The food in Belgrade is inexpensive, plentiful and tasty. Some of our favorites are kajmak, a cross between clotted cream and butter; ajvar, a roasted red bell pepper spread; soups, known as “spoon food”; shopska salad made of tomatoes, cucumbers, onions, and cheese; ćevapčići, rolls of minced meat; and pljeskavica, similar to a hamburger.  A cautionary tale regarding food is in order, however.  My husband ate a pljeskavica from a street stand and even though we claim to have cast iron stomachs, he got sick from it.  It’s good to be a little discriminating in your choice of eateries in any country.

· · · ·

# Aim
Copy the Belgrade food passage from "The food in" to "in any country.", substituting "affordable" for "inexpensive".

· · · ·

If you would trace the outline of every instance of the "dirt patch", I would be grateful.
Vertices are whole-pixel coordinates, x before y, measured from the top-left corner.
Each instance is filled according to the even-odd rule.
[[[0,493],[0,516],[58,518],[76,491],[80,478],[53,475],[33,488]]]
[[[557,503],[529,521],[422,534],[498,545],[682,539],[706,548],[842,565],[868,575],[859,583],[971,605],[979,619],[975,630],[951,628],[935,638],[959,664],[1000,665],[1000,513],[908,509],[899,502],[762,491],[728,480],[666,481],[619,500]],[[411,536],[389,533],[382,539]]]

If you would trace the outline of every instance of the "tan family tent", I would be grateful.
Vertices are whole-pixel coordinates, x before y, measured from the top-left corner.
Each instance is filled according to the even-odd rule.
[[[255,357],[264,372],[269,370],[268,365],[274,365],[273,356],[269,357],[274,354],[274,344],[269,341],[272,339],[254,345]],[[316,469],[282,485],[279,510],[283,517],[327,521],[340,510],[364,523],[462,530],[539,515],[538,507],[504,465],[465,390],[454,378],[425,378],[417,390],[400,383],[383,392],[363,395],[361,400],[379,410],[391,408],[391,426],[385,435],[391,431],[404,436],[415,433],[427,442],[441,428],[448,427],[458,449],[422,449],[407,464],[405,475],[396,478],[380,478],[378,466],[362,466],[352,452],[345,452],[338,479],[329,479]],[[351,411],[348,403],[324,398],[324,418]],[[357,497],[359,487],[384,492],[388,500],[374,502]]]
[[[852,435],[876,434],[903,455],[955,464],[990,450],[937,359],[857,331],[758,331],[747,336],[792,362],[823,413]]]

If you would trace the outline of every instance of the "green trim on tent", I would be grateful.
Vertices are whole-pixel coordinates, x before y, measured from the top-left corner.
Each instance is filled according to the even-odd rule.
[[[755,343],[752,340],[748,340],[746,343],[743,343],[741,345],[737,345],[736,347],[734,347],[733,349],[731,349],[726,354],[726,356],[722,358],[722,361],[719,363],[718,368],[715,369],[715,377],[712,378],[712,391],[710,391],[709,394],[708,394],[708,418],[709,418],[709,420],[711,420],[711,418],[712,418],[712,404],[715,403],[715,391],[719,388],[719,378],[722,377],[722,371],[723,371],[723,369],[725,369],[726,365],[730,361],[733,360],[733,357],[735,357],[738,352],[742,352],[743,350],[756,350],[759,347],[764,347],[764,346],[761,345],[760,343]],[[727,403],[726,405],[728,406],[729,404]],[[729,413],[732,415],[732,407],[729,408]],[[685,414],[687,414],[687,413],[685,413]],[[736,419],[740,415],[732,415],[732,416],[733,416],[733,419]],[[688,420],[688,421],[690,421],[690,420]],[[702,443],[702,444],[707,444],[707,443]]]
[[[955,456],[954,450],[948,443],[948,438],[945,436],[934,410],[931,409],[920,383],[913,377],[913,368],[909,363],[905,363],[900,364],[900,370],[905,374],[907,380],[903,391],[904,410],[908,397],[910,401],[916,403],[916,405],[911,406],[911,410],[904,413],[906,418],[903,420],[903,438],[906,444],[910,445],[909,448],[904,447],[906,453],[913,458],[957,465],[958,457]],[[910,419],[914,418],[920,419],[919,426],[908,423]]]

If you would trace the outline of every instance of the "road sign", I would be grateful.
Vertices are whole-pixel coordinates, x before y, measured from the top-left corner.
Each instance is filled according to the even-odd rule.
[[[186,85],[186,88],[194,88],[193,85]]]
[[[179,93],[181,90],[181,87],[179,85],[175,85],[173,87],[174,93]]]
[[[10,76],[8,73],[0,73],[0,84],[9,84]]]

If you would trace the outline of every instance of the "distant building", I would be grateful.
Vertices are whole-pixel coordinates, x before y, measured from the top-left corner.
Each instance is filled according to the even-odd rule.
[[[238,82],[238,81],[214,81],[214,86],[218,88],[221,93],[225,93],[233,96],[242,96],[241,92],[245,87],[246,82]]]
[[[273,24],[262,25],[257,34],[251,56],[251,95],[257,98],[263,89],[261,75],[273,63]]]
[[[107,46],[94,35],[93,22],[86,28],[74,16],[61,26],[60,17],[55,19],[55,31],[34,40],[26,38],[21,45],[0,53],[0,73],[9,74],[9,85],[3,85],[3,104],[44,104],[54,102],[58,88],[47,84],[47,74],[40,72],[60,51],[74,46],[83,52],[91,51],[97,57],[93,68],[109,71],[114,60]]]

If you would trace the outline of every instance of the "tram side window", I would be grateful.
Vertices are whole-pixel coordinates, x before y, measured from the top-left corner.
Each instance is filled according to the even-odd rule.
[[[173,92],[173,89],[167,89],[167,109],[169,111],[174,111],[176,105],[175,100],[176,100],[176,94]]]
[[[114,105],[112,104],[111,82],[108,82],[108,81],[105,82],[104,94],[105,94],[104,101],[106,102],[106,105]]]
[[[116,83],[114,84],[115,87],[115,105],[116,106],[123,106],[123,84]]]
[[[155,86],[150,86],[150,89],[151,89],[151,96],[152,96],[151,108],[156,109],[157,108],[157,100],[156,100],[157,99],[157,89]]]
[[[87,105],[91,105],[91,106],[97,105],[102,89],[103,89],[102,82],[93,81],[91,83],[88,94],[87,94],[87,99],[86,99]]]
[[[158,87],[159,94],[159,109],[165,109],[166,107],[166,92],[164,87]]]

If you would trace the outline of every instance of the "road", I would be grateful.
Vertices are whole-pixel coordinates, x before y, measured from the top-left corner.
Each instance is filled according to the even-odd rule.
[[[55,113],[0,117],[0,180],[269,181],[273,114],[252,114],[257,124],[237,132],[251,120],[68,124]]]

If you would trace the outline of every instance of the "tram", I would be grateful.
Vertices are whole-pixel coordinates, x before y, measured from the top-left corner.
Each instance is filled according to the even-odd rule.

· · · ·

# Task result
The food in Belgrade is affordable, plentiful and tasty. Some of our favorites are kajmak, a cross between clotted cream and butter; ajvar, a roasted red bell pepper spread; soups, known as “spoon food”; shopska salad made of tomatoes, cucumbers, onions, and cheese; ćevapčići, rolls of minced meat; and pljeskavica, similar to a hamburger.  A cautionary tale regarding food is in order, however.  My husband ate a pljeskavica from a street stand and even though we claim to have cast iron stomachs, he got sick from it.  It’s good to be a little discriminating in your choice of eateries in any country.